What did your friends and family think?
My best friend out in LA egged me on, and then hugged me when I *freaked out* 20 minutes later that I had actually bought a one-way ticket!
My dad has always been very supportive, and although he had his reservations about my safety, and that sort of thing, he was on board the whole way.
I joke that he’s been my personal assistant as well, I am very fortunate that I am allowed to stay at home between travels, he collects my mail, and handles things when I do something stupid like lose my US debit card : )
lol - I’m sure the post ticket purchase freak out is very common. : )
Oh yes, I think especially if you do it spontaneously like that. A bit terrifying! I still had a whole apartment in LA, no plan, and hadn’t told a soul besides my friend about the plan when I booked it!
Very cool - your dad sounds really awesome.
He is wonderful. : )
Thinking back to the person you were in 2008 and who you are today, how has traveling changed you?
I have more time to listen to people. On the road I’ve learned everyone has a story, it’s unique to them, they have hardships, love, and losses. And that’s easy to say and easy to dismiss, but really think about that, and when I lived it on the road, meeting other people, it took me further out of my own bubble of self-obsession (which I think we all possess to an extent).

_WHAT IS REQUIRED_
Reproduce the passage of the travel interview above verbatim, starting at "Oh yes, I think" and ending at "sounds really awesome.".

_DATA EXCERPTS_

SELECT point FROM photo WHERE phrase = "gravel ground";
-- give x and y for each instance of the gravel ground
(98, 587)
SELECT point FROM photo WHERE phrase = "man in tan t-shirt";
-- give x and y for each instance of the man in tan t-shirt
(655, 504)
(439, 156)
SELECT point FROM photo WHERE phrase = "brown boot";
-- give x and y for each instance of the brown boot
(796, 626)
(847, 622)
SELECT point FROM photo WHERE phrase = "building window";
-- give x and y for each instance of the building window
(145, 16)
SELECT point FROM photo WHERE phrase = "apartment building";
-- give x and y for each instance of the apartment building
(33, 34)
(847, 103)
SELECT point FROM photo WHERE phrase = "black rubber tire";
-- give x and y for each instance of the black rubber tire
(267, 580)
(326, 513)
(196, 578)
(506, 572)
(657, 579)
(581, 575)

_ANSWER BOX_
Oh yes, I think especially if you do it spontaneously like that. A bit terrifying! I still had a whole apartment in LA, no plan, and hadn’t told a soul besides my friend about the plan when I booked it!
Very cool - your dad sounds really awesome.